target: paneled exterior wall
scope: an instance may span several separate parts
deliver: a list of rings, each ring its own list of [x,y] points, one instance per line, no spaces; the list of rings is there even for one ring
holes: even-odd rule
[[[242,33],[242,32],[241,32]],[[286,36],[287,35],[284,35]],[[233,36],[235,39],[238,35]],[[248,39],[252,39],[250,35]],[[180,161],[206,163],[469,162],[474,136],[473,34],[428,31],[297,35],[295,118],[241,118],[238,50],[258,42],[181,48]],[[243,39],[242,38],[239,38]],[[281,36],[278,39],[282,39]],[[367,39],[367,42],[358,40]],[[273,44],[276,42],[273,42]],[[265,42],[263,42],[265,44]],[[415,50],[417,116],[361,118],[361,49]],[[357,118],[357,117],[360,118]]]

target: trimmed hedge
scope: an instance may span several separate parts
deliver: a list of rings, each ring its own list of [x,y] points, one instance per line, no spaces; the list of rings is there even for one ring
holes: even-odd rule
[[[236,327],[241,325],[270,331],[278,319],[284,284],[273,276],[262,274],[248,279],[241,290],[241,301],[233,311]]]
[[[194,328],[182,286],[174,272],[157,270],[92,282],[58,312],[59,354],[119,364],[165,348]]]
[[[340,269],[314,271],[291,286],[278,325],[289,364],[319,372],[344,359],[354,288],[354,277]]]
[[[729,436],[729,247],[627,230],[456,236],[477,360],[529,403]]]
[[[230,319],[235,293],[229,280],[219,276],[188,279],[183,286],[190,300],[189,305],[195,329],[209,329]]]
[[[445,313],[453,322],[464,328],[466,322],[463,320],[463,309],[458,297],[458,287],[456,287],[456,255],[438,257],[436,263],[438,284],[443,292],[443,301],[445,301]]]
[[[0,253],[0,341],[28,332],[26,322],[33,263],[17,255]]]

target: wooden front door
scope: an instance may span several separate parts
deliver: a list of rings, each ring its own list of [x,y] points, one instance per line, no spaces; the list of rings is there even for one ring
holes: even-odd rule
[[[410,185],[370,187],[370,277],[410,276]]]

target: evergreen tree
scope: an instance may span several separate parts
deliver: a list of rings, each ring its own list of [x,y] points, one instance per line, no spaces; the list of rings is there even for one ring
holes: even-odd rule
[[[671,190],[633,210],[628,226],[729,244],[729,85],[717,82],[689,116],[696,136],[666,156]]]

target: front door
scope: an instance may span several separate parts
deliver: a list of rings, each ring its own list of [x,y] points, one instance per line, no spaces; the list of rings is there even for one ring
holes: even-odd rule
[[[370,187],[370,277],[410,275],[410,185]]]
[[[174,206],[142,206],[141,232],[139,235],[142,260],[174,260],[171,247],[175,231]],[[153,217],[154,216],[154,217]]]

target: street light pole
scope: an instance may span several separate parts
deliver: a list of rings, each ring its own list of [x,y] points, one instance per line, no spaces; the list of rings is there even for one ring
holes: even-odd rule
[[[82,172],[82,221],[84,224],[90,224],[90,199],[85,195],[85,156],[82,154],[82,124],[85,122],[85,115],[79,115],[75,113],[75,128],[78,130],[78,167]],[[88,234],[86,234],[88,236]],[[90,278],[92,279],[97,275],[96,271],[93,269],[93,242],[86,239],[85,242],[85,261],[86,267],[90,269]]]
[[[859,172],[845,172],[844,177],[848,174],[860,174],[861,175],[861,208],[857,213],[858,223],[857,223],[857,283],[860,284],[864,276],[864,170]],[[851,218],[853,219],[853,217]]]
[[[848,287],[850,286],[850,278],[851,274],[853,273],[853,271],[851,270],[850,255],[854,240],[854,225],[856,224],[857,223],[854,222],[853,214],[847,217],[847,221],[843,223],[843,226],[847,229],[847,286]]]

## Requirement
Reproduce the lines from the one holding "target: evergreen tree" through the final line, inclusive, swapping "street light pole" for "lamp post" and leaving everything else unchanged.

## Full output
target: evergreen tree
scope: an instance may span several separate parts
deliver: a list of rings, each ring its own list of [x,y] points, one instance per line, no spaces; the list of rings is there even for one ring
holes: even-odd rule
[[[671,190],[633,210],[628,226],[729,244],[729,85],[717,82],[689,116],[696,136],[666,156]]]

target: front door
scope: an instance may span several separate parts
deliver: a list of rings, each ring its own list of [x,y] points, one instance per line, no spaces; the list of rings is there even for one ring
holes: even-odd rule
[[[370,187],[370,277],[410,275],[410,185]]]
[[[174,206],[142,206],[141,232],[139,235],[142,260],[174,260],[171,247],[175,231]],[[153,217],[154,216],[154,217]]]

target: lamp post
scope: an instance may span several separate parts
deliver: a list of rings, each ring its own list of [x,y] points, one instance per line, no spaces; the list of rings is there even for one ring
holes: even-odd rule
[[[82,172],[82,221],[84,224],[90,224],[90,199],[85,195],[85,156],[82,154],[82,124],[85,122],[85,115],[79,115],[75,113],[75,128],[78,130],[78,167]],[[88,234],[86,234],[88,236]],[[90,278],[92,279],[97,275],[96,271],[93,269],[93,242],[86,239],[85,242],[85,261],[86,267],[90,269]]]
[[[859,172],[845,172],[844,177],[848,174],[860,174],[861,175],[861,208],[857,213],[858,223],[857,223],[857,283],[860,284],[864,276],[864,170]],[[851,218],[853,219],[853,217]]]
[[[848,287],[850,286],[850,278],[851,274],[853,273],[853,271],[851,270],[850,255],[854,240],[854,225],[856,224],[857,223],[854,222],[853,214],[847,217],[847,221],[843,223],[843,226],[847,229],[847,286]]]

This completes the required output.